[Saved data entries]
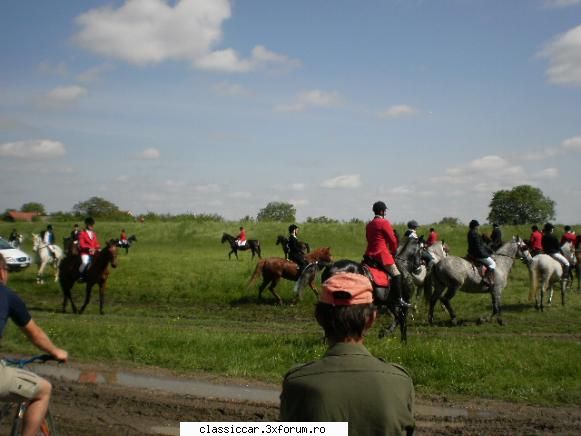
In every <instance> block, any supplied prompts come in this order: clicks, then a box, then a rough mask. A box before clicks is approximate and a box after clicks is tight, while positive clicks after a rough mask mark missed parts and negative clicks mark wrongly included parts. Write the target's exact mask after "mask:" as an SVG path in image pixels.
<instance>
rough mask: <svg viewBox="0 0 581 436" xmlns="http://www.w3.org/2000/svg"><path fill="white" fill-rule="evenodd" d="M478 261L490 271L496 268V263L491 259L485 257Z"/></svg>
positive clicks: (492, 259)
mask: <svg viewBox="0 0 581 436" xmlns="http://www.w3.org/2000/svg"><path fill="white" fill-rule="evenodd" d="M478 260H479V261H480V262H482V263H483V264H484V265H486V266H487V267H488V269H490V270H494V268H496V262H495V261H494V259H493V258H492V257H485V258H483V259H478Z"/></svg>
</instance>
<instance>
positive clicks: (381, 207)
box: [373, 201, 387, 215]
mask: <svg viewBox="0 0 581 436" xmlns="http://www.w3.org/2000/svg"><path fill="white" fill-rule="evenodd" d="M386 210H387V206H386V205H385V203H384V202H383V201H376V202H375V203H373V213H374V214H376V215H379V214H380V213H381V212H385V211H386Z"/></svg>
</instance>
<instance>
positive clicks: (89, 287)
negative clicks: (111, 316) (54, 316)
mask: <svg viewBox="0 0 581 436" xmlns="http://www.w3.org/2000/svg"><path fill="white" fill-rule="evenodd" d="M109 264H111V266H112V267H113V268H117V244H116V243H115V241H114V240H113V239H112V240H110V241H109V242H107V245H106V246H105V248H103V249H101V251H98V252H97V253H95V255H94V256H93V261H92V263H91V264H90V265H89V269H88V270H87V276H86V290H85V302H84V303H83V305H82V306H81V309H80V310H79V311H78V313H83V311H84V310H85V308H86V307H87V305H88V304H89V301H90V300H91V291H92V289H93V286H94V285H95V284H98V285H99V311H100V313H101V315H103V314H104V312H103V305H104V304H105V287H106V284H107V278H108V277H109ZM80 266H81V257H80V256H68V257H65V258H64V259H63V261H62V262H61V265H60V269H59V281H60V284H61V289H62V290H63V297H64V298H63V313H64V312H66V307H67V300H68V301H70V302H71V307H72V308H73V313H77V307H76V306H75V303H74V302H73V297H72V295H71V289H72V287H73V285H74V284H75V282H76V281H77V280H78V279H79V277H80V275H81V274H80V273H79V267H80Z"/></svg>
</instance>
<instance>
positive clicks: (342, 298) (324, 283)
mask: <svg viewBox="0 0 581 436" xmlns="http://www.w3.org/2000/svg"><path fill="white" fill-rule="evenodd" d="M319 301H320V302H321V303H326V304H331V305H333V306H352V305H354V304H370V303H372V302H373V286H372V285H371V282H370V281H369V279H368V278H367V277H365V276H364V275H361V274H355V273H348V272H341V273H337V274H334V275H332V276H331V277H329V278H328V279H327V280H325V282H324V283H323V292H321V295H320V296H319Z"/></svg>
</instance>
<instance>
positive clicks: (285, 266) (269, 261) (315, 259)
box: [248, 247, 333, 304]
mask: <svg viewBox="0 0 581 436" xmlns="http://www.w3.org/2000/svg"><path fill="white" fill-rule="evenodd" d="M305 259H306V260H307V262H308V263H309V264H311V263H314V262H319V263H323V264H327V263H330V262H332V261H333V259H332V256H331V248H330V247H320V248H316V249H315V250H313V251H312V252H311V253H309V254H307V255H305ZM323 266H324V265H323ZM260 273H262V284H261V285H260V286H259V287H258V298H259V299H262V291H264V289H265V288H266V287H267V286H268V284H269V283H270V286H269V287H268V289H270V292H272V295H274V296H275V298H276V299H277V301H278V303H279V304H282V298H281V297H280V295H278V294H277V293H276V291H275V289H274V288H275V287H276V285H277V284H278V282H279V281H280V279H281V278H283V279H287V280H292V281H294V282H296V281H297V279H298V278H299V276H300V274H299V267H298V265H297V264H296V263H294V262H291V261H290V260H285V259H282V258H280V257H269V258H268V259H263V260H261V261H259V262H258V265H256V269H255V270H254V274H252V277H251V278H250V281H249V283H248V284H249V285H250V284H252V283H253V282H254V281H255V280H256V278H257V277H258V275H259V274H260ZM309 286H310V287H311V289H312V290H313V292H314V293H315V295H317V296H318V295H319V293H318V292H317V290H316V289H315V288H314V286H313V281H312V280H311V281H310V282H309Z"/></svg>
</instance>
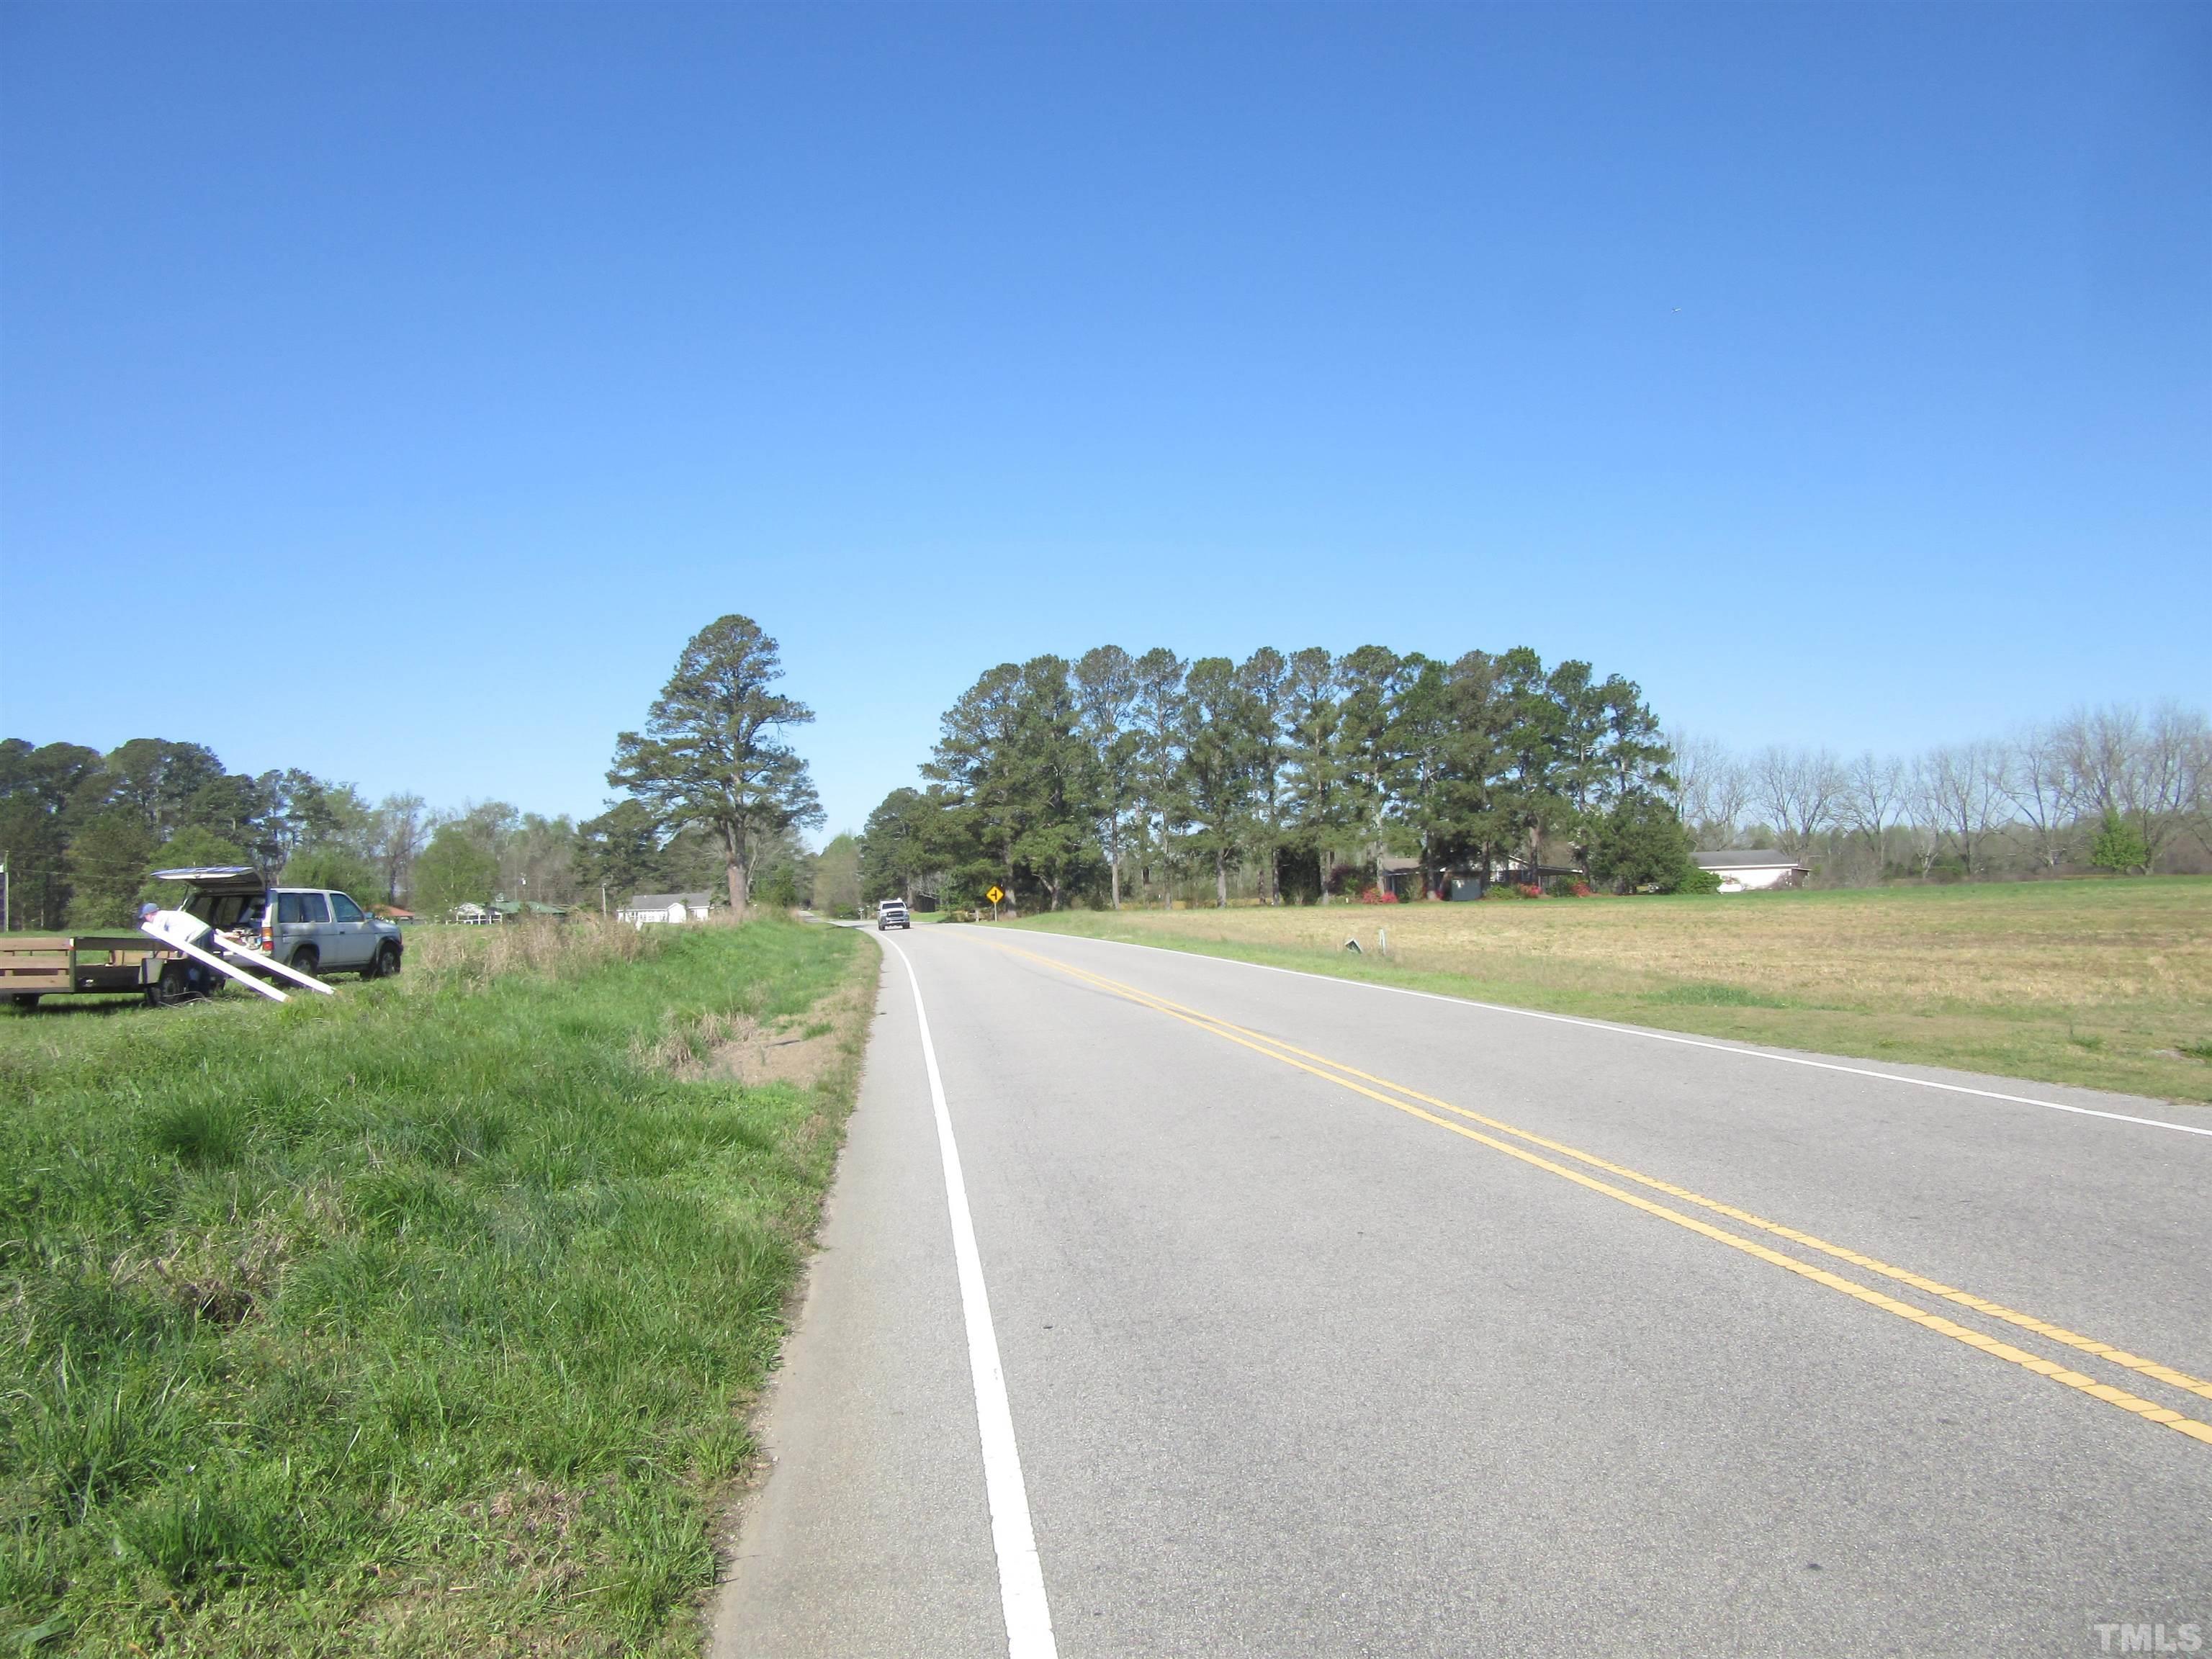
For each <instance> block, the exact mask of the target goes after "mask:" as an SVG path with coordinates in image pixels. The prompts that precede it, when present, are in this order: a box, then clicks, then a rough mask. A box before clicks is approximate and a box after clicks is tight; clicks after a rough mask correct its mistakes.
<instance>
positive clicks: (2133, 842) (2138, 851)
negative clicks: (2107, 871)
mask: <svg viewBox="0 0 2212 1659" xmlns="http://www.w3.org/2000/svg"><path fill="white" fill-rule="evenodd" d="M2088 860H2090V863H2093V865H2097V869H2119V872H2126V874H2132V872H2148V869H2150V845H2148V843H2146V841H2143V832H2141V830H2137V827H2135V825H2132V823H2128V818H2124V816H2119V814H2117V812H2106V814H2104V827H2101V830H2097V838H2095V841H2093V843H2090V847H2088Z"/></svg>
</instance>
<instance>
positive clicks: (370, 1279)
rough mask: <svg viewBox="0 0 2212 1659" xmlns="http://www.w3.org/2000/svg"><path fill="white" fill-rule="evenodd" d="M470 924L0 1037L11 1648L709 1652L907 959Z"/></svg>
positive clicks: (799, 933) (728, 937)
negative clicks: (778, 1389)
mask: <svg viewBox="0 0 2212 1659" xmlns="http://www.w3.org/2000/svg"><path fill="white" fill-rule="evenodd" d="M449 933H476V936H473V938H451V936H449V938H422V936H418V940H411V947H409V971H407V975H403V978H400V980H398V982H380V984H361V987H356V984H352V982H343V989H341V995H338V998H336V1000H321V998H312V1000H310V998H301V1000H294V1002H290V1004H285V1006H274V1004H265V1002H252V1000H246V998H243V995H226V998H221V1000H217V1002H210V1004H199V1006H188V1009H177V1011H146V1009H137V1006H131V1004H106V1006H100V1004H75V1006H66V1004H51V1006H49V1009H42V1011H40V1013H33V1015H20V1013H0V1148H4V1150H0V1210H4V1219H0V1298H4V1301H7V1327H4V1329H7V1347H4V1354H0V1650H4V1652H9V1655H15V1652H73V1655H75V1652H82V1655H137V1652H190V1655H356V1652H376V1655H453V1652H471V1655H473V1652H531V1655H604V1652H666V1655H677V1652H684V1655H697V1650H699V1630H701V1626H699V1613H697V1604H699V1595H701V1593H703V1588H706V1586H708V1584H710V1579H712V1566H714V1555H712V1528H714V1524H717V1520H719V1515H721V1513H723V1509H726V1500H728V1491H730V1480H732V1475H734V1473H737V1471H741V1467H743V1464H745V1460H748V1453H750V1440H748V1433H745V1418H743V1409H745V1405H748V1400H750V1398H752V1396H754V1391H757V1387H759V1385H761V1378H763V1376H765V1371H768V1367H770V1365H772V1360H774V1354H776V1345H779V1338H781V1318H783V1305H785V1296H787V1292H790V1290H792V1285H794V1276H796V1270H799V1261H801V1254H803V1245H805V1237H807V1234H810V1230H812V1225H814V1219H816V1214H818V1203H821V1194H823V1190H825V1186H827V1179H830V1172H832V1164H834V1155H836V1141H838V1133H841V1121H843V1113H845V1110H847V1106H849V1102H852V1093H854V1084H856V1077H858V1053H860V1042H863V1035H865V1024H867V1020H865V1015H867V1011H869V1009H872V1006H874V1004H872V1000H869V998H872V991H874V971H876V956H874V951H867V949H865V947H863V945H860V940H856V938H854V936H852V933H845V931H836V929H827V927H799V925H792V922H781V920H759V922H752V925H748V927H743V929H697V931H686V933H672V936H664V938H653V936H648V938H644V940H641V938H639V936H637V933H626V931H622V929H608V931H602V929H577V931H562V929H546V931H542V933H540V931H533V929H507V933H509V936H507V938H500V931H493V929H484V931H476V929H451V931H449ZM732 1055H737V1057H739V1060H743V1057H748V1055H750V1060H743V1064H739V1062H734V1060H732ZM785 1055H790V1057H792V1060H783V1057H785ZM805 1055H812V1062H803V1060H801V1057H805ZM763 1057H765V1060H763ZM779 1073H781V1077H783V1079H779Z"/></svg>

**WORK ORDER:** Read the entries above, then pull out the lines that include "this".

**TASK SOLUTION:**
In every <instance> block, any supplied prompts come in this order: clicks, then a box, then a rough mask. A box before clicks is approximate and a box after clicks is tight, while positive clicks after a rough mask mark missed parts and negative clicks mark wrongly included parts. Write the target's exact mask after "mask:" as an SVG path in image pixels.
For each <instance> block, the exact mask of the target goes after "mask:" as an SVG path with coordinates in image pixels. The prompts that precede it, when present, are in this order: a box, then clicks, then a rough mask. A box before clicks is approximate and a box after clicks is tight; clicks after a rough mask correct its mistakes.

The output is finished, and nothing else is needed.